- Stored data -
· · · · ·
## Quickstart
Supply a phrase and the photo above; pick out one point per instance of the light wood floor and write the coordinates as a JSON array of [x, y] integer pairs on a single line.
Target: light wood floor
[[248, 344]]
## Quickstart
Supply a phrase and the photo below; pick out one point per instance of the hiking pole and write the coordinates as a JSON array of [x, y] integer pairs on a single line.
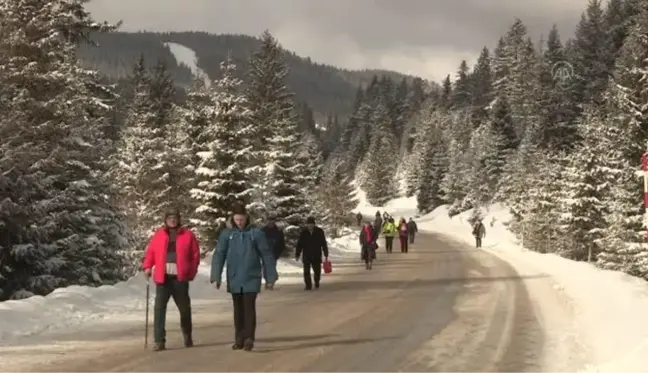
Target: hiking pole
[[148, 295]]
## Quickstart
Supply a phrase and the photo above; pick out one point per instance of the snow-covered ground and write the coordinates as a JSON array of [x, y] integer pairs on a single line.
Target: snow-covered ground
[[610, 308], [187, 56], [78, 308]]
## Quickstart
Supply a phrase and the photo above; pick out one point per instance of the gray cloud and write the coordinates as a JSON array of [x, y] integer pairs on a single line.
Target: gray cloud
[[423, 37]]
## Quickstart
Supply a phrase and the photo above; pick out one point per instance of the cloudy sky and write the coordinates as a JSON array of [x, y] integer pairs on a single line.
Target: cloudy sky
[[428, 38]]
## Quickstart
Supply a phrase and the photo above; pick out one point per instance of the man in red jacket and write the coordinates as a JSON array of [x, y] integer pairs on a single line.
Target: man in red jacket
[[172, 258]]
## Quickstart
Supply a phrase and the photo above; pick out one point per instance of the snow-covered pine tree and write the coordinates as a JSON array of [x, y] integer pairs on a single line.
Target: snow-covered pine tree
[[64, 229], [379, 175], [267, 96], [481, 89], [222, 176], [337, 193], [309, 155], [276, 135], [584, 185], [147, 161], [591, 56], [424, 124], [455, 186], [461, 92], [628, 113]]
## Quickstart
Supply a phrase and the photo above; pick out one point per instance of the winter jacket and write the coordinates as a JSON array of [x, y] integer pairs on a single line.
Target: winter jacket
[[311, 245], [248, 256], [187, 255], [276, 239], [367, 236], [479, 230], [389, 229], [402, 228]]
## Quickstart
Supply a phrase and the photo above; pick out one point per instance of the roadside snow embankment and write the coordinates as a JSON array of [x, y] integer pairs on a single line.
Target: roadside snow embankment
[[80, 307], [610, 309]]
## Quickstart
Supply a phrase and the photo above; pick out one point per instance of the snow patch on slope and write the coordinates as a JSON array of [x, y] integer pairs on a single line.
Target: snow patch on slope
[[188, 57]]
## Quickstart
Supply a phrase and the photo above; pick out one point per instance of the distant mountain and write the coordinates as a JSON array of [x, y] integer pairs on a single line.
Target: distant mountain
[[326, 89]]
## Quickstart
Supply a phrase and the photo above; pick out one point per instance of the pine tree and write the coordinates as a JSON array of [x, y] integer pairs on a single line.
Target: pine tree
[[591, 56], [379, 175], [276, 126], [222, 175], [481, 87], [267, 96], [150, 162], [55, 201], [461, 92]]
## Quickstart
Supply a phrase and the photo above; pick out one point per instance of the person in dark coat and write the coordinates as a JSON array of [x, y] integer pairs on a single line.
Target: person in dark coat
[[402, 235], [378, 222], [412, 229], [479, 231], [172, 259], [368, 244], [245, 250], [276, 238], [310, 247], [359, 219]]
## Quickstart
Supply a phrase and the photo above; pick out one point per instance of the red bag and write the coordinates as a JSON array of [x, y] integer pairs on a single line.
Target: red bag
[[328, 267]]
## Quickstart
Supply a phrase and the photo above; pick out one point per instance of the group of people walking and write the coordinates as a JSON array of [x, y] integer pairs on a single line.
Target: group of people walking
[[249, 253], [385, 224]]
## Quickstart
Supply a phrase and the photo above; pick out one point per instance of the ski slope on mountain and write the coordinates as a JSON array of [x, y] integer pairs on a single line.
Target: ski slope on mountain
[[188, 57], [609, 308]]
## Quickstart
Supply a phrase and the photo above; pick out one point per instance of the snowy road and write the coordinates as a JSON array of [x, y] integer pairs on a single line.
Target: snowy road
[[444, 307]]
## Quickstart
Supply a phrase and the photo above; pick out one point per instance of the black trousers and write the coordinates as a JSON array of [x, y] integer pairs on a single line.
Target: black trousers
[[317, 274], [389, 244], [244, 317], [179, 291]]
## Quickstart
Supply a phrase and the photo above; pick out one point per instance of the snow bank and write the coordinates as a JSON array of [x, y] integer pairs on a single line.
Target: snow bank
[[187, 56], [78, 307], [611, 308]]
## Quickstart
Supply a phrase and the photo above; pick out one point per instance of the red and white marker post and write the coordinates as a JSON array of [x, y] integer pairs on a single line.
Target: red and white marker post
[[644, 167]]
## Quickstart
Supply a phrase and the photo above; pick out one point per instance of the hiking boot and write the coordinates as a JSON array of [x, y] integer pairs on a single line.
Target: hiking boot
[[187, 339]]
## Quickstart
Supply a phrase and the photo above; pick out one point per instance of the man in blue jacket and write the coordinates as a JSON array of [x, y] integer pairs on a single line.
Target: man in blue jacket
[[246, 251]]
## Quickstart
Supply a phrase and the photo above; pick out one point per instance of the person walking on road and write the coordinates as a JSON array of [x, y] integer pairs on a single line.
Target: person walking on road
[[172, 259], [310, 247], [368, 244], [248, 256], [479, 231], [412, 229], [389, 230], [378, 222], [402, 234], [275, 237]]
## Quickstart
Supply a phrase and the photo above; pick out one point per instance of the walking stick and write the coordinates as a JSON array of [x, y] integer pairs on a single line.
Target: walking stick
[[148, 295]]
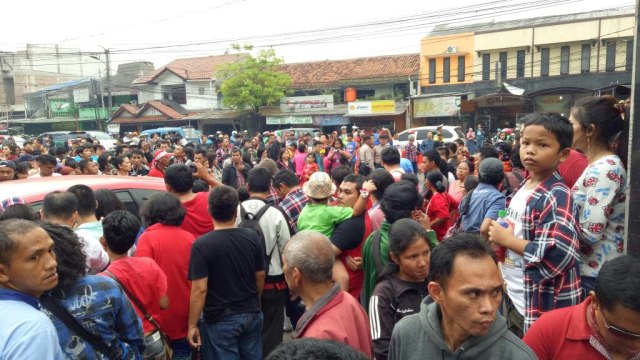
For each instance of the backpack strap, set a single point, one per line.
(375, 248)
(70, 322)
· · · · ·
- Requirement -
From the first line to the last, retype the data exactly, but omit every image.

- Answer for the task -
## Quickstart
Supply a phrase and the photo above; pick out one point per instance of the light wood floor and write the coordinates as a JSON array of [x, y] integer pairs on a single line.
Target: light wood floor
[[248, 344]]
## Quickstart
Supply a phrase and the photo below; pick out one point per instance of the hiking pole and write the coordinates as a JSON array of [x, y] integer pairs on a single line.
Target: hiking pole
[[148, 295]]
## Quickstart
Supply a phrase and the photo above; pick out one point per instance of the snow-covered ground and write the coordinates as a JSON array of [x, y] integer pairs on a single line.
Target: snow-covered ground
[[610, 308], [187, 56], [78, 308]]
## Quickstart
Supply a phrase and the photo above; pick out one point per instance of the gray cloud and write the coordinates as a JSON array of [x, y] integer pairs on a single line.
Target: gray cloud
[[423, 37]]
## Quickstart
Supply a phrase and the photo above; pick out one point per instance of the cloudy sky and write the coordinates as a JSON array of [x, y] integer pairs on a single line.
Target: cloudy sky
[[428, 38]]
## Quickstart
Supply a phrase and the photo above; pick out one point per instance of the man in red jacket and write the coordinates as a JSON array of [x, y] integer pairs on a single line.
Target: man in red jacket
[[172, 258]]
## Quickstart
Supply a phrase and the photo above; pick out one point per instance of the snow-covered pine tree and write the coordinates as a JSON array of [x, y] integer pairs on a single line.
Target: snow-covered pine tree
[[64, 229], [379, 175], [267, 96], [481, 89], [222, 176], [337, 193], [309, 155], [276, 135], [584, 185], [147, 161], [591, 56], [424, 124], [455, 186], [461, 92], [628, 113]]
## Quickstart
Supply a phrase and the photo above; pick out one point per instance of the winter jacket and write the coordinates as a JSON array of [x, y] integer pairs on a single line.
Target: winter jacket
[[311, 245], [248, 256], [187, 255], [276, 239], [367, 236], [479, 230], [389, 229], [402, 228]]
## Quickstart
Supply a phrase and the photo above; pick out one point per instance of the roadside snow embankment and write the coordinates as a JSON array of [x, y] integer pairs on a single line.
Target: roadside snow embankment
[[80, 307], [610, 309]]
## Quickstart
Supply a phrase and the photo above; pick out one point per instance of the snow patch on slope and write the coordinates as a JSON array of [x, y] integer pairs on a single line.
Target: snow patch on slope
[[188, 57]]
## Quickstart
Supply a phrase and the photo above; pick out one point per instance of the distant mountain and write the coordinates as a JSON array of [x, y] integer pairs on a single line.
Target: distant mountain
[[326, 89]]
## Quickstart
Supply a phrase and the photo above; pick out one point per instance of the pine tree and write the coordinates as a JSON array of [x, y] integer pairs on a single line.
Target: pine tree
[[591, 56], [379, 175], [276, 126], [222, 175], [481, 87], [267, 96], [150, 162], [55, 201], [461, 92]]
## Quickstart
Supply a phrase and the photo above; pick out one point per instance of the person in dark coat and write the coordinates as a JSON array of [x, y] integer pairs on a single line.
Target: person in dark coat
[[402, 235], [378, 222], [412, 229], [479, 231], [172, 259], [368, 244], [245, 250], [276, 238], [310, 247], [359, 219]]
## Quickstart
Supply a phrase and the photo above; pick out one point per instance of the red bag and write the coordinates as a JSON array of [x, y] integer pairs on a single line.
Target: red bag
[[328, 267]]
## Quickstart
Supply a phrase and the photo above; pick out one point per instance of the group of people walking and write the coordinates as a JSON array of [x, y] integer pairs on a single line.
Target: group of people walking
[[249, 253], [385, 224]]
## Quickstart
Supply a phrase and the photo above; pick out one point per instance of the ski slope on mountain and write the coordinates as a JSON array of [x, y] integer pairs on a single line.
Target: ski slope on mountain
[[188, 57], [609, 308]]
## Quickstart
Supply a phrase and the photo above; pick out one point per instance of the snowy road and write the coordinates as a JSON array of [x, y] integer pairs on a single line.
Target: snowy road
[[444, 307]]
## Quickstart
Supply a phrase and the photo above; pick out one point per instance of the black trousers and write the coordinates as a JSON array of [x, y] integer pairs on a single line.
Target: black trousers
[[317, 274], [389, 244], [244, 317], [179, 291]]
## Quickstart
Supply a phrase and the photo above; pick out one point per instance of the snow bank and write the coordinates as a JSON array of [x, y] integer pairs on a single line.
Target: snow bank
[[187, 56], [78, 307], [611, 308]]
## Quickstart
Supply a phrase and the photo above; pick out one point per instance of the red and white marker post and write the coordinates as a JSON array of [x, y] integer pairs on a single line.
Target: red and white marker post
[[644, 167]]
## Quickstart
Supply a phrase and the photo above; pick out one point per instance of the hiking boot and write the coordinates as a JSON array of [x, y] integer pairs on a single line.
Target: hiking boot
[[187, 339]]
## Quickstart
Supply a phrase and the photo above; pick out one point per instance of the man in blue jacket and write the coordinates as a JSON array of [x, y] integer pairs on a single line.
Target: man in blue jacket
[[246, 251]]
## Quickstart
Supply a phrase and the photo above; pick out one point per instance of the person walking on road and write the coordinates as a JSON array of [x, y] integer pairs on a single line.
Target: person walking on road
[[172, 259], [310, 247], [368, 244], [248, 256], [479, 231], [412, 229], [389, 230], [378, 222], [402, 234], [275, 237]]
## Quickstart
Supply a phrase and the photo above; pick out one point per instance of the walking stick and write the coordinates as a JSON array of [x, y] integer pairs on a single line.
Target: walking stick
[[148, 295]]
For each instance of the backpack strap, set a single point, one per line.
(375, 248)
(70, 322)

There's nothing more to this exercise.